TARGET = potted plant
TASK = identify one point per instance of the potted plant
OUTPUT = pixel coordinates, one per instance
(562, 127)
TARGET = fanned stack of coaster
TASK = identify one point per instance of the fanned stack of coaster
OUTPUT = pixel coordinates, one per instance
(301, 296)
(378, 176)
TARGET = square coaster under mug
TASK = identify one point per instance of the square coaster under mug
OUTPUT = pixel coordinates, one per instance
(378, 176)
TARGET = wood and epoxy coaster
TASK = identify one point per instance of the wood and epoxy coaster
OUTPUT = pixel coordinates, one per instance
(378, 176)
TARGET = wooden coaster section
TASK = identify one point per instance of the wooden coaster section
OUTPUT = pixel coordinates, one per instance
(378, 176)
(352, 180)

───

Exercise task:
Copy all of the rows above again, requests included, but multiply each pixel coordinate in the answers by 1.55 and round it to a whole number, with halves rounded up.

Exercise output:
TARGET = potted plant
TASK = identify one point per instance of the potted plant
OUTPUT = pixel coordinates, one per instance
(871, 197)
TARGET = fanned stack of coaster
TASK = identify one point per instance of the fanned stack of coaster
OUTPUT = pixel coordinates, one per instance
(467, 459)
(586, 273)
TARGET = square coaster under mug
TASK = identify one point per instance of the square coaster under mug
OUTPUT = pixel coordinates, one per instance
(586, 273)
TARGET = wood and epoxy coaster
TASK = identify one point per instance of the wood and epoxy coaster
OUTPUT = pixel coordinates, one per instance
(586, 273)
TARGET = wooden coaster section
TASK = identify one point per instance of the wooden coaster section
OUTPUT = pixel coordinates, one per instance
(586, 273)
(546, 279)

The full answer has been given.